Task instructions
Rewrite the rows from the very first line through the line that contains "12L100 14L99 21L99", with "white" replaced by "pink" and everything else unchanged.

Records shown
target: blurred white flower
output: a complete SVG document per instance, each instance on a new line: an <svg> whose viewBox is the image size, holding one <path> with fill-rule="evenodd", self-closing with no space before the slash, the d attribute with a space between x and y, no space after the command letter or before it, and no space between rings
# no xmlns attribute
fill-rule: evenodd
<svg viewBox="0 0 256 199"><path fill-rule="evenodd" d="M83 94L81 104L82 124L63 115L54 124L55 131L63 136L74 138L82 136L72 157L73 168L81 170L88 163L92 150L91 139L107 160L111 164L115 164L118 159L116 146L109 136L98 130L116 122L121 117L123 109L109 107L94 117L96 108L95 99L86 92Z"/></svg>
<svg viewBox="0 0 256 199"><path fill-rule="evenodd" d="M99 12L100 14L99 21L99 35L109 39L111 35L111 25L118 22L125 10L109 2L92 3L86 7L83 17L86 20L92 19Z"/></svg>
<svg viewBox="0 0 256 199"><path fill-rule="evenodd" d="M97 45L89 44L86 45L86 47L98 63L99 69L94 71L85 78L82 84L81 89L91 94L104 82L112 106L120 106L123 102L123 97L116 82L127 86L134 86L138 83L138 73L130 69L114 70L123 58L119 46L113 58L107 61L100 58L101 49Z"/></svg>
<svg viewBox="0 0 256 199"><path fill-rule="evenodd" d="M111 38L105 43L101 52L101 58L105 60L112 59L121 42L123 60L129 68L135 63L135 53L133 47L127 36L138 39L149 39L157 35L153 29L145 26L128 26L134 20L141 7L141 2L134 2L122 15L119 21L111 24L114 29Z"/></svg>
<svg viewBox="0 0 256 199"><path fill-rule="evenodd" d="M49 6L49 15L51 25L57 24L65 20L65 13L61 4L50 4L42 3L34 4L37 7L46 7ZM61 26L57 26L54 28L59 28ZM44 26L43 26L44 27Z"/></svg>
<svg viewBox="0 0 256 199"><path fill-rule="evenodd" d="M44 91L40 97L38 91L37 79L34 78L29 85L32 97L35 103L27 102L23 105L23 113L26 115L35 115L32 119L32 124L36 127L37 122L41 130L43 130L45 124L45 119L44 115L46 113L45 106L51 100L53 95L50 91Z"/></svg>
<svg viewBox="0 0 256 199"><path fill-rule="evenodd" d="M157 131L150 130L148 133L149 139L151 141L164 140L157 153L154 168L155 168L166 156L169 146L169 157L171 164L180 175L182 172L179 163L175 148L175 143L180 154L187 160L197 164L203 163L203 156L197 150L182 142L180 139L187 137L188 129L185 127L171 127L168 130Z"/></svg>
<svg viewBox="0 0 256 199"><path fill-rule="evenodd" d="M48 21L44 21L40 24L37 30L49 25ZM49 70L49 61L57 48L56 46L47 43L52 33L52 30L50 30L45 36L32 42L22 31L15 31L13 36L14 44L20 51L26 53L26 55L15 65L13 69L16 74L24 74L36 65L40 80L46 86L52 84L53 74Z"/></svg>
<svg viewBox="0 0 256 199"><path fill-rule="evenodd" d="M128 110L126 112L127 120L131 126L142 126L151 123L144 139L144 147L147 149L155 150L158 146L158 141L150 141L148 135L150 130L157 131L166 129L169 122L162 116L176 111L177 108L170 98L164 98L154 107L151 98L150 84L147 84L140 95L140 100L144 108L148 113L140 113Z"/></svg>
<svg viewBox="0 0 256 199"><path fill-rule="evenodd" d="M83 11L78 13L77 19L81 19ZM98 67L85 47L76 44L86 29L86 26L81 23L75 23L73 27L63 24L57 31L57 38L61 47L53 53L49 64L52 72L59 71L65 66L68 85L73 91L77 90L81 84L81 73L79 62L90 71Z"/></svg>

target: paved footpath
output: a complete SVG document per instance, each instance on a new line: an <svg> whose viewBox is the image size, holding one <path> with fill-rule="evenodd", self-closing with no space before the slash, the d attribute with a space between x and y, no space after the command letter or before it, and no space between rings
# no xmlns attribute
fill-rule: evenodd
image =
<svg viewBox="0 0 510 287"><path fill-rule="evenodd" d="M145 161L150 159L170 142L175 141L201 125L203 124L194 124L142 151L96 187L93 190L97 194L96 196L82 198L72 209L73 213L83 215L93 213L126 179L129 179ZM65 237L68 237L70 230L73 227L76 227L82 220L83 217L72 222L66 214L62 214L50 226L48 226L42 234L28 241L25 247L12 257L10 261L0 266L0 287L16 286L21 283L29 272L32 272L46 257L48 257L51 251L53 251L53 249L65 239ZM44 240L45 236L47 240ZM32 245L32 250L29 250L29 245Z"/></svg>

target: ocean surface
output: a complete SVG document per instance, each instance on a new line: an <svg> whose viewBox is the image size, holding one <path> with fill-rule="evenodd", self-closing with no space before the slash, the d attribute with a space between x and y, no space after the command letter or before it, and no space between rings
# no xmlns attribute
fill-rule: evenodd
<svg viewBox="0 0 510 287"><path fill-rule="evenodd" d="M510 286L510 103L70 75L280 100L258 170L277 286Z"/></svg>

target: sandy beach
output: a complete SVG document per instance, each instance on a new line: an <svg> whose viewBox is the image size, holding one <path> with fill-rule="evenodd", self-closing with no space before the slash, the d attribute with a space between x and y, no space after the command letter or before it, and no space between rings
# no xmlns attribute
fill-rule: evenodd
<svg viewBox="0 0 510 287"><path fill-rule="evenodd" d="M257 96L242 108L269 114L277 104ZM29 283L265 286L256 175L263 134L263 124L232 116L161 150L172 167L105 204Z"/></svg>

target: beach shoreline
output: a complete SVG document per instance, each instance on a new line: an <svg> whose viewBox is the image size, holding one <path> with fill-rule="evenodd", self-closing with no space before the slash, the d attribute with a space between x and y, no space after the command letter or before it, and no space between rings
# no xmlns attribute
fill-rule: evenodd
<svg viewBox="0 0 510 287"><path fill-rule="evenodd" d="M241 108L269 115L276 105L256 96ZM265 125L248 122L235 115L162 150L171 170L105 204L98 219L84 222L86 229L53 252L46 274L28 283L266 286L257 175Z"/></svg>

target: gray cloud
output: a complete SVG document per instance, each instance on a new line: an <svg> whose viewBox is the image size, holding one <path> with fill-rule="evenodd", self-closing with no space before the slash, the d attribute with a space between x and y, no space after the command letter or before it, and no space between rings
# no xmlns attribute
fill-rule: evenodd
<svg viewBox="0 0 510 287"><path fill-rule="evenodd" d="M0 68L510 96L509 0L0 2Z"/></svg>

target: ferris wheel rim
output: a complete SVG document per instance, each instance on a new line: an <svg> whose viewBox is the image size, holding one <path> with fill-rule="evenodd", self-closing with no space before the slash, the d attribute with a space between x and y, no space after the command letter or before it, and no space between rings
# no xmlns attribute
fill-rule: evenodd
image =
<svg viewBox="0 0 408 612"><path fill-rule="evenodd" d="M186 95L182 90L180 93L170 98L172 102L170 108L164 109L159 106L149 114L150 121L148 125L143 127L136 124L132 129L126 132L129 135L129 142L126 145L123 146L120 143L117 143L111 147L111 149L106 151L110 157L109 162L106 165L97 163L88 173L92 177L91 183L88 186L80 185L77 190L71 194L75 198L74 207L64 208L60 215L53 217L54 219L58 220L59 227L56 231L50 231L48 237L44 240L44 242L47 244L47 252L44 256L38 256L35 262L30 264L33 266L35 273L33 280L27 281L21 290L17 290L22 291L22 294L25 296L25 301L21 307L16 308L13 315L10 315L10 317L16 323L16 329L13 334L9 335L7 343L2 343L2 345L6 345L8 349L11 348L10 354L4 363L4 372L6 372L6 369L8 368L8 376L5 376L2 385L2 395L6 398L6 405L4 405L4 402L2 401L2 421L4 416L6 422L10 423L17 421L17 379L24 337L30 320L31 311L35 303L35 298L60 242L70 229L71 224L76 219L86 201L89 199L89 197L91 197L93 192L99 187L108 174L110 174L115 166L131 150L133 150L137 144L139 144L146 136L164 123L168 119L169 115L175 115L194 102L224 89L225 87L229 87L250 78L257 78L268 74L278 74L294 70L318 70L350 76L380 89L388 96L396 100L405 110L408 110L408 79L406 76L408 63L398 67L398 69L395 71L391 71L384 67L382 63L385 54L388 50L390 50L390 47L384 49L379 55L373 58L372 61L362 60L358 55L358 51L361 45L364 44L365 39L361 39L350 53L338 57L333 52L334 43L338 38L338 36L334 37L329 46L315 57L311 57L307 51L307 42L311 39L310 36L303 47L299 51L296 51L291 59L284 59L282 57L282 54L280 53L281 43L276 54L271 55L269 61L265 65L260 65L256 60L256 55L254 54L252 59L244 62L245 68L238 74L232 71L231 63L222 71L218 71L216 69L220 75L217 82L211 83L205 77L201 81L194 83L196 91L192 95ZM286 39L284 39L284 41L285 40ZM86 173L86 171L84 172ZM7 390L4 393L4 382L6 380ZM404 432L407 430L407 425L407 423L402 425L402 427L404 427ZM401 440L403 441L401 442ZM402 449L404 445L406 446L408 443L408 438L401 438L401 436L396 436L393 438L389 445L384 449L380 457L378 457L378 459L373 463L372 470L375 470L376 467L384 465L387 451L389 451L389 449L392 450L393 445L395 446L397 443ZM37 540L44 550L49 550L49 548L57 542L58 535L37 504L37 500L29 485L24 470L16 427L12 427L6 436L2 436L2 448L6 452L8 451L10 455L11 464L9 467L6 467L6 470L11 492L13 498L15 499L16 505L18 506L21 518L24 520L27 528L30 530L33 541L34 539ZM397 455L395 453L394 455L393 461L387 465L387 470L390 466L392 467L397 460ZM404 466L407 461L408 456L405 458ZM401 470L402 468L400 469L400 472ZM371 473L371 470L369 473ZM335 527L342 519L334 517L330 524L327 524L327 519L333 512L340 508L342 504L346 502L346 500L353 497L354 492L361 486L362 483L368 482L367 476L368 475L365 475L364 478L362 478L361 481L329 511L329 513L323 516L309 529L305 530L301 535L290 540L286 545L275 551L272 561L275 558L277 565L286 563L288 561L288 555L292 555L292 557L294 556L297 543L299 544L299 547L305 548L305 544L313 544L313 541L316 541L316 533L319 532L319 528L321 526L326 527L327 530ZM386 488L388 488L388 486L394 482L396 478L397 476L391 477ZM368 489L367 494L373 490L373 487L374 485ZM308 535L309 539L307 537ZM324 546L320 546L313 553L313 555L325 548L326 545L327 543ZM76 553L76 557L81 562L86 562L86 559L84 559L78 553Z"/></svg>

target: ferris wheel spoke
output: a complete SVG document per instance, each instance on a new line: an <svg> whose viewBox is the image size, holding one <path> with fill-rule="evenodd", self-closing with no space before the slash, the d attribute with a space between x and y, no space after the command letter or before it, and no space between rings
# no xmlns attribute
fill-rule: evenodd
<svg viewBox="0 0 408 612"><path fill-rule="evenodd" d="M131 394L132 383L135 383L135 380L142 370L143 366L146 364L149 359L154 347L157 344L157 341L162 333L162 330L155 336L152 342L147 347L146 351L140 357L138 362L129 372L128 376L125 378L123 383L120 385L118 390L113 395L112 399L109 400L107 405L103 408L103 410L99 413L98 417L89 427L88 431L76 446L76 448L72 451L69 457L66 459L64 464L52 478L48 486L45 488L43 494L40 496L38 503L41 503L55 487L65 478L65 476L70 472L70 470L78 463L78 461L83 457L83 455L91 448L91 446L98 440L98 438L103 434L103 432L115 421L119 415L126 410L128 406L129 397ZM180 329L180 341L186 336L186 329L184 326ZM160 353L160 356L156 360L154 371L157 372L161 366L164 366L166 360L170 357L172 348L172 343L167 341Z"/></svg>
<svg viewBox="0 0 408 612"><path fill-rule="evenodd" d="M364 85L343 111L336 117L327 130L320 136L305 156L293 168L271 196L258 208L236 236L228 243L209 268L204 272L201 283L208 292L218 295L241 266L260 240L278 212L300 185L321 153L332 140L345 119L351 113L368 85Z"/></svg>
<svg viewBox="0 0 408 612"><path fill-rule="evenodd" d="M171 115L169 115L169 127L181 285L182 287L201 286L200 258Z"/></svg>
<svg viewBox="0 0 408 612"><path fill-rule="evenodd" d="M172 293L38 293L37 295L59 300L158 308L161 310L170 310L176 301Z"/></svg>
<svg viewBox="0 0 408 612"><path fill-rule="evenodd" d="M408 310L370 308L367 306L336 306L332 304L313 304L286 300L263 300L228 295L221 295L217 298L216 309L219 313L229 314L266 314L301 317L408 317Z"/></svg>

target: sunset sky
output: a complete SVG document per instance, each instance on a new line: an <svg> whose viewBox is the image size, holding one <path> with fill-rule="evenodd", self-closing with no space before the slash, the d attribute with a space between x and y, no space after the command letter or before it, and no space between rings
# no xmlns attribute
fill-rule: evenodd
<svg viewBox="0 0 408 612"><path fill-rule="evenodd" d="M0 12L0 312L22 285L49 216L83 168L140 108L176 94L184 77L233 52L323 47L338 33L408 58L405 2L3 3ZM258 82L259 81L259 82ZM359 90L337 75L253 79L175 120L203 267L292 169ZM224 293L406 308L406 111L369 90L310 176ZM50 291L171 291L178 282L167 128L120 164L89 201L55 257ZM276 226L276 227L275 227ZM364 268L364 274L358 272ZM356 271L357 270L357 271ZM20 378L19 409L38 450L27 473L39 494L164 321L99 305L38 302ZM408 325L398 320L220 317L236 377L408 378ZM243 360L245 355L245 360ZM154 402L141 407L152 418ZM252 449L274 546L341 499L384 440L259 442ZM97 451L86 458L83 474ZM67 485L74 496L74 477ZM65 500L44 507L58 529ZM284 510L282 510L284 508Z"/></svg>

Result below
target: blurred pink flower
output: a complete SVG document per instance, each instance on a new line: an <svg> whose viewBox is the image size, holding one <path> with fill-rule="evenodd", self-closing with no space before the slash, the d attribute with a space between x and y, no space after the command letter or before it, and no space between rings
# no xmlns attribute
fill-rule: evenodd
<svg viewBox="0 0 256 199"><path fill-rule="evenodd" d="M83 94L81 104L82 124L63 115L54 124L55 131L63 136L74 138L82 136L72 157L73 168L81 170L88 163L92 150L91 139L107 160L111 164L115 164L118 159L116 146L109 136L98 130L116 122L121 117L123 109L109 107L94 117L96 108L95 99L86 92Z"/></svg>
<svg viewBox="0 0 256 199"><path fill-rule="evenodd" d="M99 12L100 14L99 21L99 35L109 39L111 35L111 25L118 22L125 10L109 2L92 3L86 7L83 17L86 20L92 19Z"/></svg>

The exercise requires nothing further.